SELECTED EXTRACT section start

They had also been told that their previously “thriving” garden had been left unplantable due to the water levels and the salt in the soil.
Their 1980s-installed outdoor swimming pool had also suffered due to movement in the concrete, leaving it damaged beyond repair, the couple claimed.
They did not need to prove that the Environment Agency work was negligent, only that it was the cause of the groundwater rise which led to the damage.
And after hearing expert evidence, Judge Cooke found in favour of the couple, saying that groundwater after the work was up to a metre higher.
The case returned to the tribunal for a decision on how much the couple are due in compensation, with their barrister, James Pereira KC, saying: “The building appears to have suffered more in the last few years than it has done in the last few hundred.”
“Like many, their home has significance beyond personal survival. It is the place of family memories, a connection to the water, an expression of their passion for history and historic buildings.
“They recognise their role as custodians of this special place, whose statutory listing acknowledges the national interest in preserving and protecting it. It is a unique property.”
However, the Agency contested the size of the claim, arguing that the sum requested was “excessive and disproportionate” and pointing out that the £4.5m they claimed was more than twice the £1.9m maximum value of the house.
Ruling, Judge Cooke said the Agency had made “valiant attempts” to prevent further flooding, but that its own consulting engineers had agreed with the Brookhouses’ expert that a “flow path” had been established beneath the wall of the claimants’ dock and that remediation work had addressed the symptoms of the problem but not the cause.
She agreed with the couple’s expert’s suggestion of a £1.2m “targeted solution” to remedy the raised water levels in the garden, demolishing the current wall and replacing it with one with steel piles driven “deep below the river-bed.”
“It is agreed that the garage, which stands at the head of the dock, will have to be demolished both in order for the dock wall works to be carried out and in order to restore the garden,” she continued.
“It has been obvious from when the works were first proposed that the garden would suffer. The respondent needed a working corridor parallel with the river, and it was always going to be necessary to replace the planting in that section of the garden.

SELECTED EXTRACT section end
GIVEN DATA section start

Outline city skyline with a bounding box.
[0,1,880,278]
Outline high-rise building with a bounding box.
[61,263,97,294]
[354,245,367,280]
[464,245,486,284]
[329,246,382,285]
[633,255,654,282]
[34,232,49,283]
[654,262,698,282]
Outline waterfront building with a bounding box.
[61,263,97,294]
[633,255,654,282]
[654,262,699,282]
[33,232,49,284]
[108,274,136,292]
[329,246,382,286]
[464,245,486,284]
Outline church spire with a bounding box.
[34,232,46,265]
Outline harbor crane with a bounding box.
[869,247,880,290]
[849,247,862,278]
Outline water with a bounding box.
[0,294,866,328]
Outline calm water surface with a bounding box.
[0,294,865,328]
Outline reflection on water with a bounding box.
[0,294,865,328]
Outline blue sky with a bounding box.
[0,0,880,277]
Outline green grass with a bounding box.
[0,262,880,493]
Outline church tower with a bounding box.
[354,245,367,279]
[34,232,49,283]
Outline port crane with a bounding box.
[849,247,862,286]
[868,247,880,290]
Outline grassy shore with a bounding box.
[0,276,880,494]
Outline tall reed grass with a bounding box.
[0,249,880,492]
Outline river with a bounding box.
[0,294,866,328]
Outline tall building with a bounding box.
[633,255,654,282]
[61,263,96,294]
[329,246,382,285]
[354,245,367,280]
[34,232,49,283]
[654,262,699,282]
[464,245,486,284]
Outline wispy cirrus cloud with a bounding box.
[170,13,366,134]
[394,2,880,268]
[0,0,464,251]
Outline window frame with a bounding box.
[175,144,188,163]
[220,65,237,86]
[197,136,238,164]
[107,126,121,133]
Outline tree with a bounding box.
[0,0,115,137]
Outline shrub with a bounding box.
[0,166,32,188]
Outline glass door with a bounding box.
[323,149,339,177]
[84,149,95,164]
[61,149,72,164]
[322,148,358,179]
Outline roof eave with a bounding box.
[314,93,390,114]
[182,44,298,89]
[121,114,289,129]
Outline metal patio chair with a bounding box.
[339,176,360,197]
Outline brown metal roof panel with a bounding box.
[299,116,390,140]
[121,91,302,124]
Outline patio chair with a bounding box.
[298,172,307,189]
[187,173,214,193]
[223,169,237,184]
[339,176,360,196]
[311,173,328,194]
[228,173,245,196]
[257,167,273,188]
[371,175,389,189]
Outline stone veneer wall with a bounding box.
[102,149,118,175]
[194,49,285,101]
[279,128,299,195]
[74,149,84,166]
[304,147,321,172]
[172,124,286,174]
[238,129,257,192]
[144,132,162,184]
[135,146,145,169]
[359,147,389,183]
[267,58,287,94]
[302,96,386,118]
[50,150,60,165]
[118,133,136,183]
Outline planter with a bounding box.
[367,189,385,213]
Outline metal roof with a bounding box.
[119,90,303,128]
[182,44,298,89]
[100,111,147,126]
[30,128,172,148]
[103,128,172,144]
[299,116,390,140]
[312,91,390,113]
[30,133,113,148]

GIVEN DATA section end

● TASKS AND EXERCISES:
#1 In the compensation case excerpt, what maximum value of the house did the Agency cite?
#2 Quote the compensation case excerpt from "They did not" to "a metre higher.".
The rows come from a separate source.

● ANSWERS TO EACH TASK:
#1 £1.9m

#2
They did not need to prove that the Environment Agency work was negligent, only that it was the cause of the groundwater rise which led to the damage.
And after hearing expert evidence, Judge Cooke found in favour of the couple, saying that groundwater after the work was up to a metre higher.